A subset of data is often all that is required but sub-setting data can be a non-trivial task unless the application has built in sub-setting capabilities.

3.   Refreshing test data is resource intensive and slow

Traditionally the de-sensitizing process operates as a batch job on the entire dataset.  Each time you want an up to date de-sensitized copy of production you have to run this job again and as data volumes grow this process takes increasing longer to complete.  The previous de-sensitized copy is of little use and is discarded.

Several customers have asked if it possible to produce a constantly updated de-sensitized copy of production to avoid the time and resources building from scratch each time a new secure version is required.

Replication and Masking

The solution we propose is to use GoldenGate to replicate DML to a replica database which is masked using DML (INSERT and UPDATE) table triggers. The triggers take care of masking all the sensitive column data prior to being inserted or updated.

There are two challenges that have to be overcome when masking a database which is maintained via logical replication, specifically around UPDATEs.

Logical replication updates the replica by using a WHERE clause which can uniquely identify the correct row in the replica database.   This WHERE clause uses either a primary or unique key.  Note logical replication reverse engineers row deltas from redo log streams where the actual rows being updated or deleted have already been identified through interpreting the original transaction in the source database.

Problem 1 – the key contains a sensitive column

If one of the columns in the primary or unique key contains a sensitive column, then without interception, the WHERE clause used to replicate the change will reference a value which does not match the corresponding row in the replica database.

To handle these UPDATES where the key used in the WHERE clause references a sensitive column we simply generate the masked version of the sensitive column which is part of the key used in the WHERE clause before it is applied.  This is configured in the GoldenGate replication process which calls the appropriate stored procedure to mask the column.

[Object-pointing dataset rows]
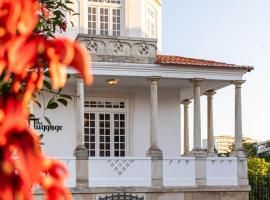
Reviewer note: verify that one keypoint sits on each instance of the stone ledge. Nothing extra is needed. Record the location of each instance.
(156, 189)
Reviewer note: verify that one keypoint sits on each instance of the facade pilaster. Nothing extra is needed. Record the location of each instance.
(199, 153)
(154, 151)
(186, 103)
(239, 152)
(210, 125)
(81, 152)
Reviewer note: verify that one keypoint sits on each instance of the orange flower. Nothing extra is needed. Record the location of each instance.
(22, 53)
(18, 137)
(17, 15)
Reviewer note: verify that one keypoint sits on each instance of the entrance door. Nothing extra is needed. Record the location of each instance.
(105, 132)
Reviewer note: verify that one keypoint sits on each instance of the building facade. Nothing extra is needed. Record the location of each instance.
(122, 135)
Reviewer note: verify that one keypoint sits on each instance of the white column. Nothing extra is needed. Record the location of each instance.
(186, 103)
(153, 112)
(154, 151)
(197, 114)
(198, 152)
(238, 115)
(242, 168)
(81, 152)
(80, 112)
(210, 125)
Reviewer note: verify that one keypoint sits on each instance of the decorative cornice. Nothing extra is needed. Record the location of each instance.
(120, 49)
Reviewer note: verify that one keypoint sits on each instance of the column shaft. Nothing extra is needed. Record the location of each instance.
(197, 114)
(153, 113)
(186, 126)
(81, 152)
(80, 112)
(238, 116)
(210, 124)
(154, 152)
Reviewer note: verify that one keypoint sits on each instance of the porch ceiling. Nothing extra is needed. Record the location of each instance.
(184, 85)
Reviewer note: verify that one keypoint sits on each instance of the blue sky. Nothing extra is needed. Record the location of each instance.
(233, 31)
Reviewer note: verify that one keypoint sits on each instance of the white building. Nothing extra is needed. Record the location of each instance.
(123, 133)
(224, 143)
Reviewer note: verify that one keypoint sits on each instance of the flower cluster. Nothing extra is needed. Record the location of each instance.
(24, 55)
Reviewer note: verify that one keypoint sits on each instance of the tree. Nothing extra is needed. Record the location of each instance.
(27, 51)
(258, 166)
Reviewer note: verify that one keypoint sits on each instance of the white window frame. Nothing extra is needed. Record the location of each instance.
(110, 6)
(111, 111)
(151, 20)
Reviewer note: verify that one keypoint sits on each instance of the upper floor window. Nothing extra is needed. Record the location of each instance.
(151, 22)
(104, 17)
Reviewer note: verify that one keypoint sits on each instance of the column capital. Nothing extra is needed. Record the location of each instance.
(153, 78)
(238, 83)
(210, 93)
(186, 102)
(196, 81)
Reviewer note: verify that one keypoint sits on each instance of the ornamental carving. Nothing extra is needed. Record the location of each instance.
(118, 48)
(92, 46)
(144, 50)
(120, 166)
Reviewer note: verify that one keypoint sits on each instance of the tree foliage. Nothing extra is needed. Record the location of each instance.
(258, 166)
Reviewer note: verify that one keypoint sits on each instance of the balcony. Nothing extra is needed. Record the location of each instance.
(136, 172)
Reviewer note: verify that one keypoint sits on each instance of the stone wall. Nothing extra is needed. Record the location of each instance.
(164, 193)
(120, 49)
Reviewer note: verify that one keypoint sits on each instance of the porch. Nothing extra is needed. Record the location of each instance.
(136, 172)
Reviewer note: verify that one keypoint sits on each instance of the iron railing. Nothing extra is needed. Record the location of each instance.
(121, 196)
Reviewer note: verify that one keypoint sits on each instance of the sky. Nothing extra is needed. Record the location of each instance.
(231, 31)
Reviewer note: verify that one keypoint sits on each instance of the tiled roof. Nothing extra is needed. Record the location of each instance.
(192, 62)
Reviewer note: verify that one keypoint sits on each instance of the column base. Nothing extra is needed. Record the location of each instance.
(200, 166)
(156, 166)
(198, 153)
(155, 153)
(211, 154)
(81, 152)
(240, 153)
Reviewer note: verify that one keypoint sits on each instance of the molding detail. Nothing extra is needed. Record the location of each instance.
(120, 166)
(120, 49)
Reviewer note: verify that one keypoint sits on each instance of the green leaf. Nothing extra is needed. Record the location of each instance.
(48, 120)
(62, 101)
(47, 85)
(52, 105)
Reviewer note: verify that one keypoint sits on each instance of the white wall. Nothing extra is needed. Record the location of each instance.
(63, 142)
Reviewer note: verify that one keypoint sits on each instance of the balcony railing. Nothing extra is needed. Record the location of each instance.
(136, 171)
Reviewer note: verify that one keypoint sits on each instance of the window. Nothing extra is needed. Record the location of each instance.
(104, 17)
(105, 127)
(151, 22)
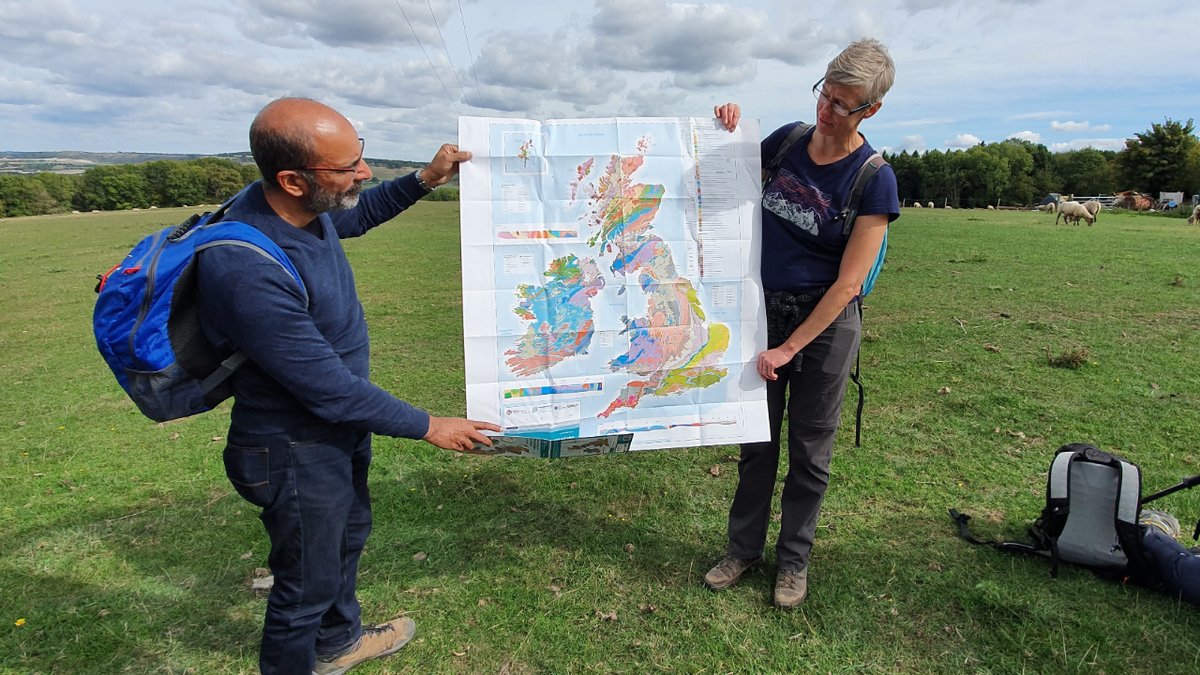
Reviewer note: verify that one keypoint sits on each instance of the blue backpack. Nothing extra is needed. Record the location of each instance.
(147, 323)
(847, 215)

▶ _Given problem 1_:
Reproduce the stretch of the passage on masking replicated test data from "The solution we" through "specifically around UPDATEs.".
▶ _Given problem 2_:
Carry on the passage on masking replicated test data, picking up after its final sentence.

▶ _Result 1_:
The solution we propose is to use GoldenGate to replicate DML to a replica database which is masked using DML (INSERT and UPDATE) table triggers. The triggers take care of masking all the sensitive column data prior to being inserted or updated.

There are two challenges that have to be overcome when masking a database which is maintained via logical replication, specifically around UPDATEs.

▶ _Result 2_:
Problem 2 – the key containing a sensitive column is updated directly in the source database

Slightly more challenging is the case where the key, containing the sensitive column, is updated on the source database.   On the replica database we need to ensure the UPDATE statement has access to the old and new values of the sensitive column and calls the masking procedure on both, eg.

 UPDATE <table> set sensitive_key_column = mask(new.sensitive_key_column)
 WHERE sensitive_key_column = mask(old.sensitive_key_column);

This solution requires a duplicate of the sensitive key column so we can issue a WHERE clause using the old value and a SET clause using the new value.  However for this solution to be necessary two unusual pre-conditions are required:

1.   Updates to primary keys on production
2.   Primary or Unique key contains a sensitive column


Minimal Storage

With GoldenGate replication and database trigger based masking as described above we have a constantly up-to-date secure copy of the production database.

We usually want to support multiple test and development environments so we also want to reduce the storage incurred for these copies.

We can provision point in time copies of the masked database simply by using Snap Clone technology.   For any desired point in time we create a snapshot of the secure copy.  This incurs no storage overhead except for database blocks that are changed as a result of replication of DML following the time the snapshot is taken.  The snapshot takes a copy of the original version of a block just before it is overwritten.  Typically this is a small percentage of database blocks, likely less than 3%.  Note any new blocks do not incur a copy in our snapshot as new blocks do not overwrite an existing block that has to be preserved.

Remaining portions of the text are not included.